[Begin MATERIAL SUPPLIED]

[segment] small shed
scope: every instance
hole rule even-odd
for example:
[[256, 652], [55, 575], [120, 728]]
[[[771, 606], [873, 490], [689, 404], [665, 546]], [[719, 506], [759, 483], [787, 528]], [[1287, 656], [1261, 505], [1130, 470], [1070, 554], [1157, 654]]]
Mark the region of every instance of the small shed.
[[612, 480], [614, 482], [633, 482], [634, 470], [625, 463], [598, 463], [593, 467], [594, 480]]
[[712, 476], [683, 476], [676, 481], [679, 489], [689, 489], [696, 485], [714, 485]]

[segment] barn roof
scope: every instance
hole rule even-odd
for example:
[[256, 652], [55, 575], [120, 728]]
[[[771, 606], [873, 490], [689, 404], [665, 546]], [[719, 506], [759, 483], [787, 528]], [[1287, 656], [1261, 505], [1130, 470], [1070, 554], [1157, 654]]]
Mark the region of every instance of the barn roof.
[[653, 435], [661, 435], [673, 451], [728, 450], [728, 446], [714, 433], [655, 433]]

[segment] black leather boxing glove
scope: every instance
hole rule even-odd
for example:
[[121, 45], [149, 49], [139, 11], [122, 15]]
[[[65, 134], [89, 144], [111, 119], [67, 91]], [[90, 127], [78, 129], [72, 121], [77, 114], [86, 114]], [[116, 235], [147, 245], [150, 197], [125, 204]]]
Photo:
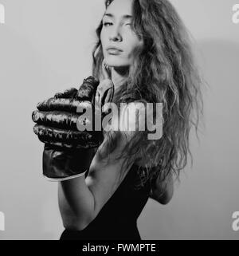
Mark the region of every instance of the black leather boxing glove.
[[[96, 99], [100, 85], [100, 97]], [[63, 93], [57, 93], [54, 97], [37, 104], [38, 110], [33, 112], [32, 119], [37, 123], [34, 132], [45, 143], [42, 164], [45, 178], [63, 181], [85, 174], [104, 136], [102, 131], [77, 129], [77, 122], [92, 122], [94, 125], [90, 116], [80, 119], [77, 108], [94, 109], [96, 102], [103, 105], [112, 101], [113, 94], [114, 85], [111, 81], [103, 80], [99, 84], [89, 77], [84, 79], [79, 90], [72, 88]]]

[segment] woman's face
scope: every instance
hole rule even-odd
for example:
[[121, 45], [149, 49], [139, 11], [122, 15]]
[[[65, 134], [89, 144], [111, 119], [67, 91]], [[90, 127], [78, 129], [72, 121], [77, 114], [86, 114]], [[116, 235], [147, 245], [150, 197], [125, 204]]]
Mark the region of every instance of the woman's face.
[[132, 2], [133, 0], [114, 0], [103, 17], [100, 40], [104, 61], [109, 66], [131, 65], [134, 49], [143, 45], [143, 40], [139, 40], [131, 26]]

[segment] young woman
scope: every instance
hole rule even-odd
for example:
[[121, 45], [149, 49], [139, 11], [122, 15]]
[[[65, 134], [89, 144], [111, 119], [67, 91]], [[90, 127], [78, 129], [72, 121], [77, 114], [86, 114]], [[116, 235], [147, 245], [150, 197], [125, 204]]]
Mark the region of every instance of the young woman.
[[190, 130], [197, 131], [202, 113], [190, 39], [171, 4], [108, 0], [105, 6], [92, 75], [112, 81], [117, 104], [163, 103], [163, 136], [147, 140], [139, 131], [104, 132], [87, 177], [59, 183], [61, 240], [141, 239], [137, 219], [149, 197], [162, 204], [171, 199], [190, 154]]

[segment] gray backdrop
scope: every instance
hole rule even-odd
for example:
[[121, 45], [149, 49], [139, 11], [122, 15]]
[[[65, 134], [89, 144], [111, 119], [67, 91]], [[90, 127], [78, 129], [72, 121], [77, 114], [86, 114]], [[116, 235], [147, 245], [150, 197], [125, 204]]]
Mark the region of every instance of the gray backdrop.
[[[149, 199], [139, 219], [143, 239], [238, 239], [239, 24], [233, 0], [174, 0], [195, 38], [209, 84], [205, 128], [192, 134], [194, 156], [172, 200]], [[56, 92], [78, 87], [91, 74], [95, 28], [103, 0], [0, 0], [1, 239], [58, 239], [63, 226], [57, 184], [41, 176], [43, 144], [33, 132], [32, 111]]]

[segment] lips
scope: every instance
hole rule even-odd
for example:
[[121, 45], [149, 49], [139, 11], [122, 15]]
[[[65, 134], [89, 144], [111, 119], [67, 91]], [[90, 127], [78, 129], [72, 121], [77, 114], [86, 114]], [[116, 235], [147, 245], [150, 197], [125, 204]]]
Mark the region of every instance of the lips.
[[117, 47], [108, 47], [107, 49], [108, 51], [117, 51], [117, 52], [123, 52], [123, 50]]

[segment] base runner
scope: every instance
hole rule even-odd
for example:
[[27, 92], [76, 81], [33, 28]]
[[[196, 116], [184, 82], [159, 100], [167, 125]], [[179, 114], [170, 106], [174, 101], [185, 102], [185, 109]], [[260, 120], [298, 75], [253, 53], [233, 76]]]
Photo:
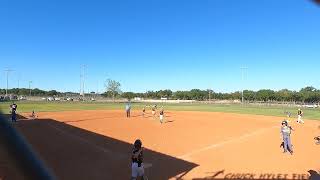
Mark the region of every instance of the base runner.
[[282, 137], [282, 143], [281, 147], [283, 147], [283, 153], [290, 152], [290, 154], [293, 154], [292, 144], [291, 144], [291, 131], [293, 131], [293, 128], [288, 125], [287, 121], [282, 121], [281, 123], [281, 137]]
[[152, 111], [151, 111], [151, 113], [152, 113], [152, 116], [153, 116], [153, 117], [156, 116], [156, 108], [157, 108], [156, 105], [152, 106], [152, 109], [151, 109]]
[[133, 144], [131, 160], [131, 180], [138, 180], [139, 178], [147, 180], [144, 174], [143, 147], [140, 139], [137, 139]]
[[298, 120], [297, 120], [297, 123], [304, 123], [304, 121], [302, 120], [302, 116], [303, 116], [303, 111], [301, 109], [298, 109]]
[[161, 110], [160, 110], [160, 123], [161, 124], [163, 123], [163, 118], [164, 118], [164, 110], [163, 110], [163, 107], [162, 107]]

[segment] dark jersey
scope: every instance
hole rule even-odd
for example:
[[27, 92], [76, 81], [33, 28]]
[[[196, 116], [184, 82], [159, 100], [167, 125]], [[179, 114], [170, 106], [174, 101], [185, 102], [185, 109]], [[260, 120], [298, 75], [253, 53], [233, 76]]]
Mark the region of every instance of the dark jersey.
[[134, 157], [134, 154], [136, 154], [140, 149], [136, 149], [135, 147], [132, 149], [132, 163], [138, 163], [138, 166], [140, 167], [143, 161], [143, 152], [141, 151], [138, 155], [138, 158]]
[[161, 111], [160, 111], [160, 115], [163, 115], [163, 114], [164, 114], [164, 112], [163, 112], [163, 110], [161, 110]]
[[17, 106], [16, 104], [12, 104], [12, 105], [11, 105], [11, 110], [12, 110], [12, 111], [17, 111], [17, 107], [18, 107], [18, 106]]

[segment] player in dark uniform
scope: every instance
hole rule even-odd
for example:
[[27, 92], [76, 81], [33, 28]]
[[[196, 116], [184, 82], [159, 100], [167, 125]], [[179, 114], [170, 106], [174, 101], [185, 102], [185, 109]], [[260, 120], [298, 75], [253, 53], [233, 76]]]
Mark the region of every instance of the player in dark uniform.
[[10, 111], [11, 111], [11, 121], [17, 122], [17, 108], [18, 106], [13, 102], [13, 104], [10, 105]]
[[140, 139], [137, 139], [133, 144], [132, 154], [131, 154], [131, 179], [137, 180], [141, 178], [145, 180], [144, 167], [143, 167], [143, 147]]
[[283, 147], [283, 152], [290, 152], [290, 154], [293, 154], [293, 146], [291, 144], [291, 132], [294, 131], [294, 129], [289, 126], [287, 121], [282, 121], [281, 123], [281, 137], [282, 137], [282, 143], [280, 147]]
[[152, 111], [151, 111], [153, 118], [156, 116], [156, 109], [157, 109], [157, 107], [154, 105], [152, 107]]
[[146, 106], [142, 108], [142, 116], [144, 117], [145, 114], [146, 114]]
[[297, 123], [304, 123], [304, 121], [302, 120], [302, 116], [303, 116], [303, 111], [301, 109], [298, 109], [298, 120], [297, 120]]

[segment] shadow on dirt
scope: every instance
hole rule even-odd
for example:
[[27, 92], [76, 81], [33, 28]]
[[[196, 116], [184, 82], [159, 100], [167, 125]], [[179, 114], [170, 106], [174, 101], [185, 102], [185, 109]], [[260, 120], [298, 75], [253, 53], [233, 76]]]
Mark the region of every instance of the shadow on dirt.
[[[14, 127], [58, 179], [131, 177], [130, 143], [53, 119], [19, 121]], [[152, 180], [170, 179], [198, 166], [147, 148], [144, 156], [145, 163], [151, 166], [146, 169], [146, 175]]]

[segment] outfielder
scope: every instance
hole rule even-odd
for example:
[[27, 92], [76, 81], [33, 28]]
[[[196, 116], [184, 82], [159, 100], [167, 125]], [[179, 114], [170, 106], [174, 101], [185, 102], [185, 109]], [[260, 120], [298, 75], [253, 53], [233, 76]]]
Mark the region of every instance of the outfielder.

[End MATERIAL SUPPLIED]

Can you rewrite the part of the entries that opens with the line containing "[segment] barn roof" and closes with the line containing "90], [72, 88]]]", swapping "hole rule" for "fill rule" and keeping everything else the same? Leave the pictures out of your answer.

[segment] barn roof
scope: every instance
fill rule even-odd
for example:
[[256, 652], [55, 575], [120, 728]]
[[[771, 606], [873, 490], [689, 404], [665, 546]], [[719, 506], [759, 483], [787, 528]], [[1287, 656], [1261, 505], [1130, 470], [1070, 554], [1157, 654]]]
Mark the region of every instance of the barn roof.
[[653, 435], [661, 435], [673, 451], [728, 450], [728, 446], [714, 433], [655, 433]]

[segment] black leather boxing glove
scope: every instance
fill rule even-odd
for example:
[[121, 45], [149, 49], [139, 11], [122, 15]]
[[[65, 134], [89, 144], [111, 119], [67, 91]], [[90, 127], [78, 129], [72, 121], [77, 114], [86, 114]], [[116, 235], [147, 245], [150, 197], [125, 204]]]
Photo:
Mark the region of every instance of the black leather boxing glove.
[[[96, 99], [100, 85], [100, 97]], [[63, 93], [57, 93], [54, 97], [37, 104], [38, 110], [33, 112], [32, 119], [37, 123], [34, 132], [45, 143], [42, 164], [45, 178], [63, 181], [85, 174], [104, 136], [102, 131], [77, 129], [77, 122], [92, 122], [94, 125], [90, 116], [80, 119], [77, 108], [94, 109], [96, 102], [103, 105], [112, 101], [113, 94], [114, 85], [111, 81], [103, 80], [99, 84], [89, 77], [84, 79], [79, 90], [72, 88]]]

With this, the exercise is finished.